_Exercise instructions_
Having read the material, return every line of it exactly.

_Data for analysis_
---
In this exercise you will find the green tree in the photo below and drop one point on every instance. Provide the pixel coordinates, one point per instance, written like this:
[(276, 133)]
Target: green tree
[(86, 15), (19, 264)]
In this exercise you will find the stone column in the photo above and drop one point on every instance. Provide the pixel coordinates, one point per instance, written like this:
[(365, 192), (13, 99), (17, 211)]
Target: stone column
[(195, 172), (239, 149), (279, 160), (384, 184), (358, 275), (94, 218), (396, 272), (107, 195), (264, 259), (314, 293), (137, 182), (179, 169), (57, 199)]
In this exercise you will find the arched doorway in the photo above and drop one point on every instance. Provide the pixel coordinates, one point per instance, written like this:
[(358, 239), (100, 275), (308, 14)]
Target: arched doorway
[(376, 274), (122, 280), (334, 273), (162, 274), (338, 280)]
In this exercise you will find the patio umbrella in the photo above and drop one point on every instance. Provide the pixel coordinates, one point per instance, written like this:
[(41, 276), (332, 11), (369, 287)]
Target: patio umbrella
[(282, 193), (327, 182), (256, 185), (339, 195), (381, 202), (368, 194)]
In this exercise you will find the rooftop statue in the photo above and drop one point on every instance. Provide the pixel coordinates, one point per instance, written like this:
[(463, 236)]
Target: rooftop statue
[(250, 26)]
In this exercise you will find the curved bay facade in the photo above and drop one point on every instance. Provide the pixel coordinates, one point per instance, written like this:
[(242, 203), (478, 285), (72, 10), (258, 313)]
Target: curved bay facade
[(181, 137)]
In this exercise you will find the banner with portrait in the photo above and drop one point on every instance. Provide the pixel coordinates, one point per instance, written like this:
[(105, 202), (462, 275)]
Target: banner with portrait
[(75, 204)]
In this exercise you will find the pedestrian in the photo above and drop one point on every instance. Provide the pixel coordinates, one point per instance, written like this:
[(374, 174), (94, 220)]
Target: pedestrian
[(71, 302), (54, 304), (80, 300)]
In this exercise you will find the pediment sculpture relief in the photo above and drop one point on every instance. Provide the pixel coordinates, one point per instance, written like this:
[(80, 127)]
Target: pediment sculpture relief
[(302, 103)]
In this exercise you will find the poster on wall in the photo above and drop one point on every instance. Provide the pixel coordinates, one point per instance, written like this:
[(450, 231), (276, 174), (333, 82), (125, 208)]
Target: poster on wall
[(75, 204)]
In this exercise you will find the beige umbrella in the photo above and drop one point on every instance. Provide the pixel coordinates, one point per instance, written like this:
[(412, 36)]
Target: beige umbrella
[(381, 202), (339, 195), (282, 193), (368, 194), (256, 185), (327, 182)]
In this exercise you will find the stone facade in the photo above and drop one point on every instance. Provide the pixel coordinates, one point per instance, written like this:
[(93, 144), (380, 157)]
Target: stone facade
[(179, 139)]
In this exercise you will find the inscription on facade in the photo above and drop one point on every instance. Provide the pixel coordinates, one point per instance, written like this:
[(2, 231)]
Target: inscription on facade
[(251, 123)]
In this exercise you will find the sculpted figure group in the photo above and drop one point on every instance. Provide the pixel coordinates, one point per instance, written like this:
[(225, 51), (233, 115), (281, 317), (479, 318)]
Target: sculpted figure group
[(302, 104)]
---
_Answer space_
In this exercise you will find the green tree in the photo below and drop one point on every instance. Provide the pixel coordinates, one point per instance, written like this:
[(276, 133)]
Target: green tree
[(86, 15), (19, 264)]
In this exercise you will find the stone column in the photo above and drop one point on every instance. Provide the pixel coordinates, one point per instance, written like this:
[(365, 192), (13, 99), (17, 211)]
Target: stone column
[(195, 172), (239, 149), (279, 160), (384, 184), (358, 275), (94, 218), (396, 272), (107, 195), (264, 259), (314, 293), (137, 182), (179, 169), (57, 199)]
In this exercise you will find the arched doorway in the photo above and drop one point on every instance. Provide the pixel coordinates, one point per instance, written like this:
[(358, 239), (100, 275), (308, 14)]
Target: arched doorway
[(376, 274), (122, 280), (334, 273), (162, 274), (338, 280)]
In this exercise you will find the patio umbrella in the photo above and drop one point on every instance. Provide the pixel coordinates, one point per instance, written like this:
[(41, 276), (332, 11), (369, 287)]
Target: patio umbrella
[(282, 193), (327, 182), (256, 185), (339, 195), (381, 202), (368, 194)]
In this exercise you will find the rooftop statue in the photo above and drop one point on every instance. Provide the pixel coordinates, one point per instance, written like this:
[(463, 236)]
Target: rooftop statue
[(250, 26)]
In this exercise you will find the curved bay facade in the photo above and drop one point on every instance. Provide the pixel coordinates, one point per instance, written like this:
[(242, 203), (478, 285), (72, 10), (258, 313)]
Target: curved bay facade
[(181, 137)]
In this exercise you will find the banner with portrait in the photo above and drop one point on every instance. Provide the pixel coordinates, one point per instance, written like this:
[(105, 202), (462, 275)]
Target: banner with portrait
[(75, 204)]
In this exercise you will find the pedestrian in the photo above and drop one point on every instance. Provide the pixel coordinates, one point per instance, written like this:
[(374, 174), (94, 220)]
Target: pedestrian
[(71, 302), (54, 304), (80, 300)]
In this exercise you will find the pediment sculpture relief in the photo above and drop one point on every instance. Provide the pixel coordinates, one point per instance, written like this:
[(80, 127)]
Target: pediment sculpture relief
[(302, 103)]
In this exercise you will find the poster on wall in the photo above and drop one point on every instance. Provide the pixel coordinates, one point per instance, written like this:
[(450, 231), (276, 174), (333, 82), (125, 208)]
Target: poster on wall
[(75, 204)]
In this exercise you will find the beige umbrella in the photo above and drop one point on every instance. Provide the pixel coordinates, one point per instance, written like this:
[(412, 36)]
Target: beige umbrella
[(381, 202), (339, 195), (282, 193), (368, 194), (256, 185), (327, 182)]
In this exercise you will find the stone facade in the photo above and drop one point on every instance. Provide the pixel coordinates, one point per instance, written like this:
[(93, 144), (380, 157)]
Target: stone facade
[(179, 139)]
In this exercise you will find the inscription on facade in the photo above and drop one point on every instance. Provide the pixel coordinates, one point per instance, written like this:
[(2, 231)]
Target: inscription on facade
[(251, 123)]
In this exercise you will find the sculpted figure group in the photo above and drop one point on every instance. Provide the pixel coordinates, one point per instance, written like this:
[(225, 51), (233, 115), (281, 317), (479, 318)]
Target: sculpted figure group
[(302, 104)]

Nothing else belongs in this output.